Region labeling items:
- - - - -

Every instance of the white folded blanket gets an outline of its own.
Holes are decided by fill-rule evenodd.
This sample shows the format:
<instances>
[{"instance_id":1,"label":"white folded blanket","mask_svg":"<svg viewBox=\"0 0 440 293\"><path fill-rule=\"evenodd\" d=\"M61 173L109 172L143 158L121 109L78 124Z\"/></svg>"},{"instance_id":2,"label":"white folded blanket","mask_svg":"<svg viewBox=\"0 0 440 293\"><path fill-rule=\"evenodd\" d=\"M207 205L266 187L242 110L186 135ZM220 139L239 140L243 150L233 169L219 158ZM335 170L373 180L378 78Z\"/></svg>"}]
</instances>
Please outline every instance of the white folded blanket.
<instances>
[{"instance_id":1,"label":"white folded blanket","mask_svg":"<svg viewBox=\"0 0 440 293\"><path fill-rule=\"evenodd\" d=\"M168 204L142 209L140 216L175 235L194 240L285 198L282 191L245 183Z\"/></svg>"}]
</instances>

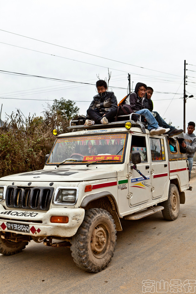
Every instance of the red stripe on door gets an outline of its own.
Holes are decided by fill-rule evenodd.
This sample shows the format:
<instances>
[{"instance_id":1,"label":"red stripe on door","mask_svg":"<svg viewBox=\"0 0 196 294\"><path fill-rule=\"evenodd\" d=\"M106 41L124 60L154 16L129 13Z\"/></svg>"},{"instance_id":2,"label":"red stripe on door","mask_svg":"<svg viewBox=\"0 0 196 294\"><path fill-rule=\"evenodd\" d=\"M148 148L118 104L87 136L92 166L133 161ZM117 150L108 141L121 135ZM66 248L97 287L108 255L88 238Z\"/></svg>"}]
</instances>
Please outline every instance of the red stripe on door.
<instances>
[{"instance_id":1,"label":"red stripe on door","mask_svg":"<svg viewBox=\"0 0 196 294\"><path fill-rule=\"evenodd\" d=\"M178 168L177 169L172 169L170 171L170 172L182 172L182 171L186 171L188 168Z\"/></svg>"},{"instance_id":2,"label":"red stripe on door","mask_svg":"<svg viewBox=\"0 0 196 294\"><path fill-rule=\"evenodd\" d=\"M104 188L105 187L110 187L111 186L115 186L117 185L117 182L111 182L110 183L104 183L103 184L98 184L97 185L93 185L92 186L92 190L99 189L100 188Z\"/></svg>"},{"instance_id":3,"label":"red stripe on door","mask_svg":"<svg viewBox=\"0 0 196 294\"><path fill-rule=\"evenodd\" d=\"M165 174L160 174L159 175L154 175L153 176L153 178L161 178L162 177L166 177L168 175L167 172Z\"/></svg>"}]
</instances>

- - - - -

Which lines of the listing above contain the string "evenodd"? Gather every one of them, copied whole, and treat case as significant.

Holes are decided by fill-rule evenodd.
[{"instance_id":1,"label":"white folded blanket","mask_svg":"<svg viewBox=\"0 0 440 293\"><path fill-rule=\"evenodd\" d=\"M61 173L109 172L143 158L121 109L78 124Z\"/></svg>"},{"instance_id":2,"label":"white folded blanket","mask_svg":"<svg viewBox=\"0 0 440 293\"><path fill-rule=\"evenodd\" d=\"M207 205L266 187L242 110L186 135ZM220 139L239 140L243 150L233 169L219 158ZM335 170L373 180L378 78Z\"/></svg>"}]
[{"instance_id":1,"label":"white folded blanket","mask_svg":"<svg viewBox=\"0 0 440 293\"><path fill-rule=\"evenodd\" d=\"M168 204L142 209L140 216L175 235L194 240L285 198L282 191L245 183Z\"/></svg>"}]
Holes are decided by fill-rule evenodd.
[{"instance_id":1,"label":"red stripe on door","mask_svg":"<svg viewBox=\"0 0 196 294\"><path fill-rule=\"evenodd\" d=\"M106 41L124 60L154 16L129 13Z\"/></svg>"},{"instance_id":2,"label":"red stripe on door","mask_svg":"<svg viewBox=\"0 0 196 294\"><path fill-rule=\"evenodd\" d=\"M148 148L118 104L87 136L92 166L133 161ZM117 150L108 141L121 135ZM66 248L97 287L108 255L88 238Z\"/></svg>"}]
[{"instance_id":1,"label":"red stripe on door","mask_svg":"<svg viewBox=\"0 0 196 294\"><path fill-rule=\"evenodd\" d=\"M178 168L177 169L172 169L170 171L170 172L182 172L182 171L186 171L188 168Z\"/></svg>"},{"instance_id":2,"label":"red stripe on door","mask_svg":"<svg viewBox=\"0 0 196 294\"><path fill-rule=\"evenodd\" d=\"M104 188L105 187L110 187L111 186L115 186L117 185L117 182L111 182L110 183L104 183L103 184L98 184L97 185L93 185L92 186L92 190L99 189L100 188Z\"/></svg>"},{"instance_id":3,"label":"red stripe on door","mask_svg":"<svg viewBox=\"0 0 196 294\"><path fill-rule=\"evenodd\" d=\"M165 174L160 174L159 175L154 175L153 176L153 178L161 178L162 177L166 177L168 175L167 172Z\"/></svg>"}]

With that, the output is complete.